## EXCERPTED RECORDS
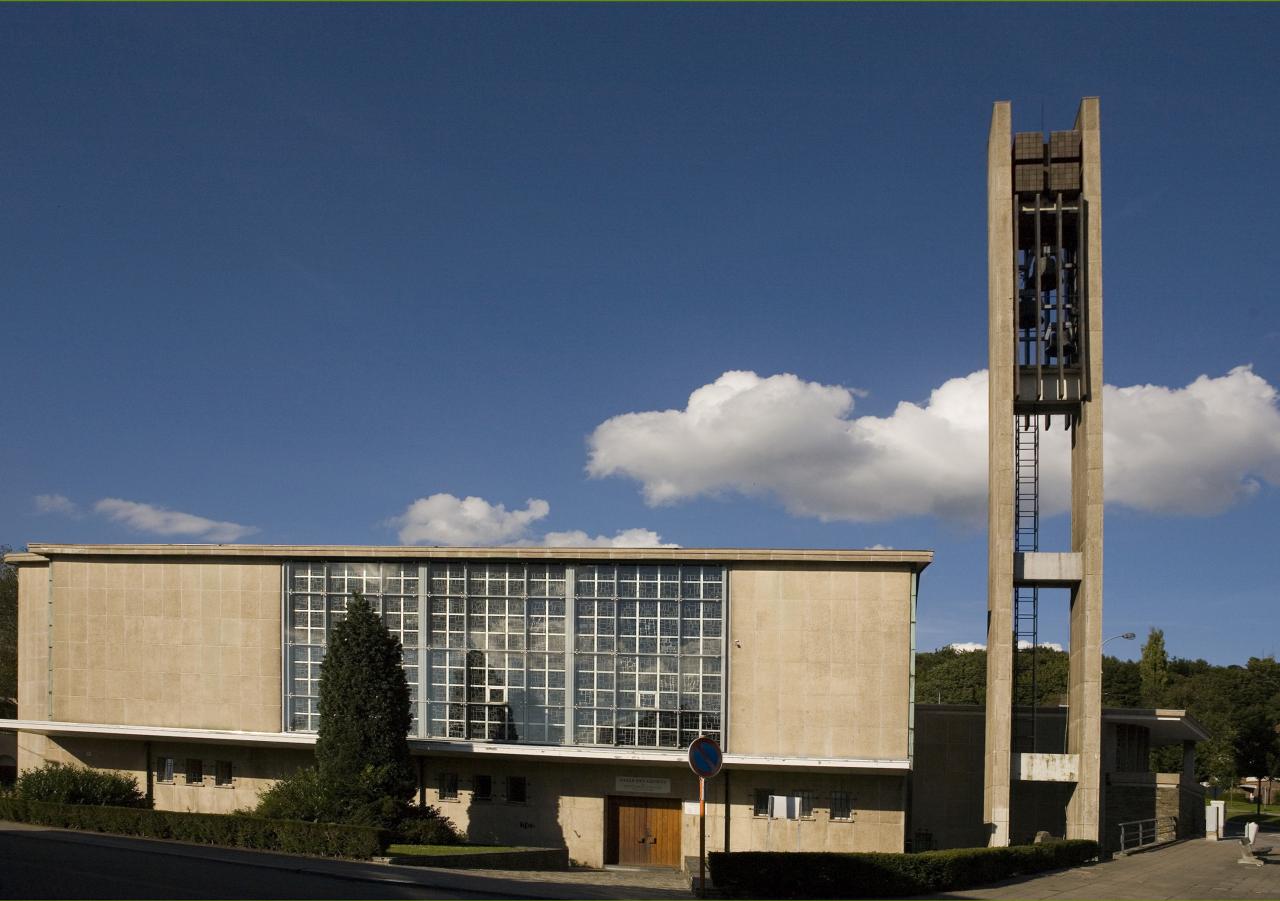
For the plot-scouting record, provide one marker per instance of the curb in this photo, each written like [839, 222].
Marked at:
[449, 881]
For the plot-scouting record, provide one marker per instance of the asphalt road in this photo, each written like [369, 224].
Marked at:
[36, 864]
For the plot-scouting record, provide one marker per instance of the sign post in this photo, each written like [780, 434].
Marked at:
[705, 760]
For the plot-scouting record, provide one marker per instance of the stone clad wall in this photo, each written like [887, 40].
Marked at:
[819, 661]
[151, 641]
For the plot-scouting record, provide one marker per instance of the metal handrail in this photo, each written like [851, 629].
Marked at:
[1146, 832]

## SET PROBLEM
Begin at the line that has "like [780, 434]." and stop at the end of the data. Render that stretch as a two-column CSV headed input,output. Each row holds a labeling line quoted in the input column and the points marked under it quoted in the output column, with line breaks turned into spaces.

## EXERCISE ANSWER
input,output
"For the plot-scouting record, provide one marker per instance of the sign post in this photo, each written like [780, 434]. Marked at:","[705, 760]"
"For the plot-scouting record, provide one marker per instance of the stone clad wall in this photo, each written like [887, 40]. Marked at:","[819, 661] [151, 641]"
"For the plot-scouting record, provide one marker per instance of the metal handrail in this photo, each written like [851, 629]. Marked at:","[1146, 832]"